- Exercise
Reproduce verbatim the stretch of entries below from the line containing "of the window" through the line containing "of the cabinet", including both of those lines and nothing else.
— BEGIN Stored records —
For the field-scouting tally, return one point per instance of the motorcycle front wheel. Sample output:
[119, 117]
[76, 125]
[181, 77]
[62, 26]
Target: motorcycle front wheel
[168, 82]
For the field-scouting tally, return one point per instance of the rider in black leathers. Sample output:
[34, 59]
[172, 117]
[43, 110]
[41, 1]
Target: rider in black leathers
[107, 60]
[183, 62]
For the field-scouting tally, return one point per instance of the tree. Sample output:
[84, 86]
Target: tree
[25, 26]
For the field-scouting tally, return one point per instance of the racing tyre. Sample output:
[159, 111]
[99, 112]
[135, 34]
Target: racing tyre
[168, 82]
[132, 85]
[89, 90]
— END Stored records —
— BEGIN Stored records —
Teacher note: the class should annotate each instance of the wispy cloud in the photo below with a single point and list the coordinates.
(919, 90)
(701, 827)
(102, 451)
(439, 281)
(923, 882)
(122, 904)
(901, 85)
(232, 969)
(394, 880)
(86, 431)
— END Stored records —
— BEGIN Stored records —
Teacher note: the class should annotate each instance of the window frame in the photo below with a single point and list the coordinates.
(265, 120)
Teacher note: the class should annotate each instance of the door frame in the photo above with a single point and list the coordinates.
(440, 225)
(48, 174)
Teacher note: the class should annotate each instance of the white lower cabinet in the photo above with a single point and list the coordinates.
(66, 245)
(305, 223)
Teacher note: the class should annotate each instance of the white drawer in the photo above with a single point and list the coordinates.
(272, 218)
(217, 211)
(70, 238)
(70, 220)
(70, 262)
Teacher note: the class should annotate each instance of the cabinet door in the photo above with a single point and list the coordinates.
— END Stored records —
- Result below
Teacher note: the class should annotate each instance of the window frame in the photo below with a single point and list the coordinates.
(265, 120)
Teacher note: the class should annotate each instance of the door frame in the photo above with a single point and list the coordinates.
(440, 225)
(48, 174)
Teacher note: the class should annotate each instance of the white lower cabinet in the photo above with a single point and list the coordinates.
(66, 245)
(305, 223)
Teacher note: the class should annotate each instance of the white drawer in the photo above with a single point and list the coordinates.
(272, 218)
(217, 211)
(70, 238)
(70, 220)
(70, 262)
Teacher note: the class should annotate each instance of the cabinet door in the photo above with a single point and list the coordinates.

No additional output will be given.